Task 1:
Based on the text about hydrogen fuel cell vehicles, explain why 2020 is expected to be a landmark year for both companies.
Task 2:
Carry the text about Toyota and hydrogen fuel cell vehicles forward from its last sentence.

Extracted text:
□ □ □ □ □ □ □

One is a Japanese global brand that has been building vehicles for over 80 years, the other a US start-up truck company founded in 2014, yet 2020 is set to be a landmark year for both, based on their common conviction that hydrogen fuel cells are a key part of an emissions-free future for the automotive industry.
Japan’s Toyota Motor Corporation is a world leader in fuel cell electric vehicles (FCEVs); it pioneered the first commercially-available passenger FCEV, setting a milestone for the industry when the Mirai rolled off production lines in 2014.
The first-generation Toyota Mirai is a four-door, mid-size sedan with a driving range and refuelling time equivalent to internal combustion engine (ICE) vehicles. Since launch, approximately 10,000 Mirai have been sold globally.

□ □ □ □ □ □ □

[Data for pointing at things people describe]
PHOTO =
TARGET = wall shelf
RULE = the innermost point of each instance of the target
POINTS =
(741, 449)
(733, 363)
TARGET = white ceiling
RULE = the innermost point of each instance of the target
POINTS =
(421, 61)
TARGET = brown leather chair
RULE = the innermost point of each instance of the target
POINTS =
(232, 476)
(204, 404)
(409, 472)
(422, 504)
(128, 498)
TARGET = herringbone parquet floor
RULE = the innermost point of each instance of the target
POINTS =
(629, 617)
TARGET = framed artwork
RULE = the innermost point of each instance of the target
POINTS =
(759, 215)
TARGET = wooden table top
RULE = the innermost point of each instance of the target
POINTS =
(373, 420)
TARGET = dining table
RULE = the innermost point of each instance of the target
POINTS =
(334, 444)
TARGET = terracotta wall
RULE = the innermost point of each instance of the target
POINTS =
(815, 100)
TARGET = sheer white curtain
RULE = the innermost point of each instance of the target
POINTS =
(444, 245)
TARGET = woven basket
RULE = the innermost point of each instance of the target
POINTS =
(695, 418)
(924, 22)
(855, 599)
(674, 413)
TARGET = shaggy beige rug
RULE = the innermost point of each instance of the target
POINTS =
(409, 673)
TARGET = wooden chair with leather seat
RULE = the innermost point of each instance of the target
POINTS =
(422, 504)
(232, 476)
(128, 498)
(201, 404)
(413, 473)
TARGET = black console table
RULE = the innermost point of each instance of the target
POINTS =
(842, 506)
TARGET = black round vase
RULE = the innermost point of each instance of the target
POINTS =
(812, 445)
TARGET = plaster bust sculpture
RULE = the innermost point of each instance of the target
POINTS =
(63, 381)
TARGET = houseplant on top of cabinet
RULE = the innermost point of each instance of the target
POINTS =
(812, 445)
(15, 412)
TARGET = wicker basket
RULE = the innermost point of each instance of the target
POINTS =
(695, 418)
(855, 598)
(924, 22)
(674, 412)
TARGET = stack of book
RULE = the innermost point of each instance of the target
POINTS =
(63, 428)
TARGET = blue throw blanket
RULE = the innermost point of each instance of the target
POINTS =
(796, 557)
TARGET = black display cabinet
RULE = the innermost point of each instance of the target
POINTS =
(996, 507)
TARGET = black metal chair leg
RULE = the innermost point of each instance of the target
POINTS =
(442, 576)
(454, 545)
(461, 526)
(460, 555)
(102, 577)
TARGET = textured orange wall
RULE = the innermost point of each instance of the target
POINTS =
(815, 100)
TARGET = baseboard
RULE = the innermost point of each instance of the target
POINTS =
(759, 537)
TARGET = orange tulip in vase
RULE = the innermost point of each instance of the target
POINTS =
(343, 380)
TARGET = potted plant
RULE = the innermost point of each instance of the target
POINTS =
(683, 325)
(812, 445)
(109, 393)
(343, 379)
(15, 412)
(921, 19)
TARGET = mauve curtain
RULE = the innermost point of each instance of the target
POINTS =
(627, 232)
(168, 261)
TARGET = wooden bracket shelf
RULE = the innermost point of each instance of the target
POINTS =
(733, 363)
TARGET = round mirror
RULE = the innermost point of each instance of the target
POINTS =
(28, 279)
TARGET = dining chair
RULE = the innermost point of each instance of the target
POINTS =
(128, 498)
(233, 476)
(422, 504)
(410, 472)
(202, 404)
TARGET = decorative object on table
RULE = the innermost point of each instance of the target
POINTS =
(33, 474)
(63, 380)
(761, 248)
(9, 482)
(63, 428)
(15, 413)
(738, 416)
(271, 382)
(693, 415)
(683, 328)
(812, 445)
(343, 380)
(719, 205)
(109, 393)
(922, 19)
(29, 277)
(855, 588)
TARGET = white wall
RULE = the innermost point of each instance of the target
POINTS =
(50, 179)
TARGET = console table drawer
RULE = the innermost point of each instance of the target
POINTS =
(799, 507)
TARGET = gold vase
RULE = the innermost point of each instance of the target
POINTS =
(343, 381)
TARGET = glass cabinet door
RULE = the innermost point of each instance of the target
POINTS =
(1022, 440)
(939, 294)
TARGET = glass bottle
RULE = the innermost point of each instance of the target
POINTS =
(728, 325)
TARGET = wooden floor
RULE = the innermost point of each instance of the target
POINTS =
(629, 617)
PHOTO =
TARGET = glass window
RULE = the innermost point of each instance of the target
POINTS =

□ □ □ □ □ □ □

Expected answer 1:
2020 is expected to be a landmark year for both companies because they share the conviction that hydrogen fuel cells are a key part of an emissions-free future for the automotive industry. This holds even though one is a Japanese global brand with over 80 years of building vehicles and the other is a US truck start-up founded in 2014.

Expected answer 2:
This year, Toyota is taking a further step forward with its FCEV technology as the second generation Mirai goes into production, with the first vehicles due for delivery at the end of the year. Billed as ‘much more than an eco car’, the new five-seater Mirai has been totally redesigned and will offer a driving range in excess of 400 miles – a 30 per cent increase on its predecessor.
In the US, Nikola Motor Company – a pioneer in electric heavy-duty vehicle applications – had its stock market debut in June of this year. Although its FCEV trucks are not scheduled for production until 2023, a central tenet of its strategy is to disrupt the ‘class 8’ heavy-duty truck market in the US with a unique bundled lease ownership model aimed at fleet operators.
The aim of the model is to bring cost parity between operation of its fuel cell trucks and that of incumbent ICE vehicles. Under its bundled pricing, leases will include the cost of the truck, hydrogen fuel and repair and maintenance.
Owners will have the option to trade vehicles in after seven years or 700,000 miles, whichever comes first. Linked to Nikola’s lease ownership model, which focuses on truck operations that serve predictable, dedicated routes, a further part of the business’s innovative approach is the build-out of a network of hydrogen refuelling stations.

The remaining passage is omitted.